▸ **WHAT YOU SHOULD DO**: Every record shown here must be duplicated without change.

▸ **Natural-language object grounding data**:

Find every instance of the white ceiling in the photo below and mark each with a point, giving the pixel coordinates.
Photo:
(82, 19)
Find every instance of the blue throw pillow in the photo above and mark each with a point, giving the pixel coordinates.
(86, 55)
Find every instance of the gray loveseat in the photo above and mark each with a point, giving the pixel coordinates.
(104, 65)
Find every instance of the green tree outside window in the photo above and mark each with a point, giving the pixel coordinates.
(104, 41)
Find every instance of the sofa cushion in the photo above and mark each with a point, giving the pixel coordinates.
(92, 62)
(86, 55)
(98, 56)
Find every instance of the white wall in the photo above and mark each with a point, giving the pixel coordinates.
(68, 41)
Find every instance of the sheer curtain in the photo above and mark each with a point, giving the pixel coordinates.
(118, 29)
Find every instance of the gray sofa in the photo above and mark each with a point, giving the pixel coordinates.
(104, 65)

▸ **RESPONSE AREA**:
Find every instance of the white ceiling in the photo below and mark each with a point, giving the pixel coordinates.
Photo:
(82, 19)
Find every instance of the blue throw pillow in the photo above and mark each with a point, giving the pixel coordinates.
(86, 55)
Find every instance of the gray loveseat in the photo above and mark each with a point, giving the pixel coordinates.
(104, 65)
Find every instance of the green tree outside window in the photo above and mark each with a point, giving the pixel coordinates.
(104, 41)
Find every instance of the sofa cushion in the photo above and mark each with a point, giving the pixel coordinates.
(92, 62)
(86, 55)
(98, 56)
Find every instance of the white wall in the photo above and mark each with a point, giving the pixel coordinates.
(68, 41)
Find every instance of the sheer curtain in the photo above and mark each with a point, giving the pixel coordinates.
(118, 29)
Find every instance of the gray sofa in the photo above and mark each with a point, giving the pixel coordinates.
(104, 65)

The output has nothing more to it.